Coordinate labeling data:

____

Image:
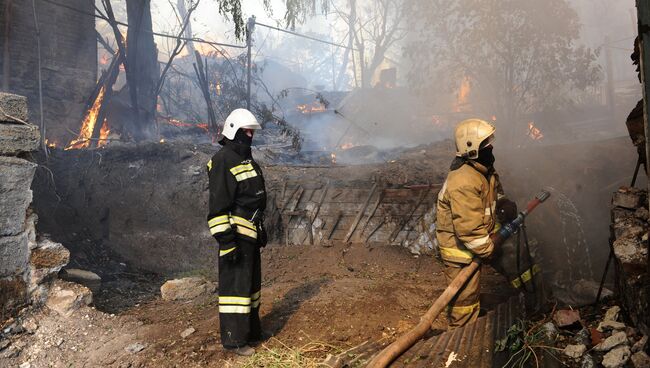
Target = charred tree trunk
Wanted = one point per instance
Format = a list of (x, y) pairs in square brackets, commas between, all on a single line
[(143, 71), (6, 70), (182, 12)]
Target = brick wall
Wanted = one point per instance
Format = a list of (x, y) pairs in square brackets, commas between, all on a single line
[(68, 57)]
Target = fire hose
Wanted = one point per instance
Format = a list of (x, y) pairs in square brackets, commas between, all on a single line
[(404, 342)]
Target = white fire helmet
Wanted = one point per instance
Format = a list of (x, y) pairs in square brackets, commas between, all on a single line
[(239, 119), (471, 135)]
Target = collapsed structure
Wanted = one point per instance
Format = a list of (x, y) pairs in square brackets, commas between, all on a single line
[(29, 262)]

____

**DIRECTIVE**
Convert the stretch of lines from the one containing "Target = brick wall" through the end of the records into a JSON list of strings, with one string per line and blank lines omitted.

**TASK RESULT**
[
  "Target = brick wall",
  "Wanted = one point per instance",
  "Format = a list of (x, y) pairs in square brackets, commas between, all on a single line",
  "[(68, 57)]",
  "Target = fire hose",
  "Wanted = one point per instance",
  "Format = a list of (x, y) pairs in square brackets, commas between, all on a single line",
  "[(404, 342)]",
  "Target = white fire helmet",
  "Wanted = one point per instance",
  "Format = a list of (x, y) pairs in square brackets, commas between, all on a single line",
  "[(239, 119), (471, 135)]",
  "Target = collapsed structure",
  "Wanted = one point per instance",
  "Format = a list of (x, y) pairs in square brackets, commas between, all on a single line",
  "[(29, 262)]"
]